Deforestation in the Amazon rainforest just hit its highest level in over 15 years, despite Brazil – along with 100 other world leaders – promising to end deforestation by 2030, at Glasgow’s Climate Summit, COP26. According to official data from Brazil's space research agency, Inpe, 13,235 sq km has been lost during the 2020-21 period.
This rate of destruction is particularly concerning given the fact that over 3 million species live in the rainforest – including one-third of all tropical trees that exist on earth. Maintaining Brazil’s vast carbon sink is therefore critical to putting the brakes on both climate change and biodiversity loss.
For some years, Global Witness and Global Canopy have been exposing the international demand for commodities – such as soy, beef, palm oil and timber – that is driving the destruction of the Amazon; as well as the human and environmental abuses that come with it. World-famous financial institutions which bankroll Brazil’s beef giants (JBS, Marfrig and Minerva) play a key role in this global trade.
As highlighted by the COP26 session, “Fixing finance from the ground up”, the global call to end the financing behind the abusive environmental and human rights practices in forest-risk commodities is getting louder. To disincentivise deforestation, financial leaders, policy makers and ESGtechs must come together and identify solutions to the epidemic.

Extracted information:
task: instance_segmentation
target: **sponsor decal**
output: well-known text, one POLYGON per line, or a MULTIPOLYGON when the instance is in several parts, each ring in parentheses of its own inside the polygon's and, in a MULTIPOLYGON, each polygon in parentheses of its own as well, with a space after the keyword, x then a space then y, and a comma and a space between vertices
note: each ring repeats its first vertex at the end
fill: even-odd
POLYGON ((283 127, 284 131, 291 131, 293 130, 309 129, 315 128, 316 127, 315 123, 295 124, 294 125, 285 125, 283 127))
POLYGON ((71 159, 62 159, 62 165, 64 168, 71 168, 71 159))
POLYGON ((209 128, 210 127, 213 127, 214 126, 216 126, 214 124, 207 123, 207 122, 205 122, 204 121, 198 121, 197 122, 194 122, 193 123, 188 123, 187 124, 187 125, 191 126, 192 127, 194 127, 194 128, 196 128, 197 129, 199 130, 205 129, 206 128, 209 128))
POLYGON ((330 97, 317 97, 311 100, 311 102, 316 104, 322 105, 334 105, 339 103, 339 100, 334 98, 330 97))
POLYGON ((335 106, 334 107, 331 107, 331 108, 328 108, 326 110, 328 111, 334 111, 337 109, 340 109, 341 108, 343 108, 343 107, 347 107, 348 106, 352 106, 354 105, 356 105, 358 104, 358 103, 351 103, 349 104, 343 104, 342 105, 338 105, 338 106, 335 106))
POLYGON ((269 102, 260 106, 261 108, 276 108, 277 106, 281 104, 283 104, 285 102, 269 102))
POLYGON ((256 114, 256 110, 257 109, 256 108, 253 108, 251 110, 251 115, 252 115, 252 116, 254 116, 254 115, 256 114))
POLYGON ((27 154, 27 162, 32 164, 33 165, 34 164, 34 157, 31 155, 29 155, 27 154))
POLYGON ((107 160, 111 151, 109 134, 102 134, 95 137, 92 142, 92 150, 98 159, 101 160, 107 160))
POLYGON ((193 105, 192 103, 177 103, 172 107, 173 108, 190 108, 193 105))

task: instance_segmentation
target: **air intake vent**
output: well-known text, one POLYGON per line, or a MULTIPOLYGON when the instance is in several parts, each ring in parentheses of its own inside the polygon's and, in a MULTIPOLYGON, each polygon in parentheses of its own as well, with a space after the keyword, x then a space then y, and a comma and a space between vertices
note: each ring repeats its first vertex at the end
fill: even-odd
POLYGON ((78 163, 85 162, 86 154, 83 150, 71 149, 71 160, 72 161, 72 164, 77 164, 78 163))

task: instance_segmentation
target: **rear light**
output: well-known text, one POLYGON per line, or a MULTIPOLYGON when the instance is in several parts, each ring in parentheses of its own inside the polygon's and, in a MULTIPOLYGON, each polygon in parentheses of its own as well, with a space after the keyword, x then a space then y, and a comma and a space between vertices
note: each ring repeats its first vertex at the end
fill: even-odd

Goal: From the text on Amazon deforestation, copy word for word the passage that begins at "For some years, Global" and stops after "this global trade.".

Answer to the exercise:
For some years, Global Witness and Global Canopy have been exposing the international demand for commodities – such as soy, beef, palm oil and timber – that is driving the destruction of the Amazon; as well as the human and environmental abuses that come with it. World-famous financial institutions which bankroll Brazil’s beef giants (JBS, Marfrig and Minerva) play a key role in this global trade.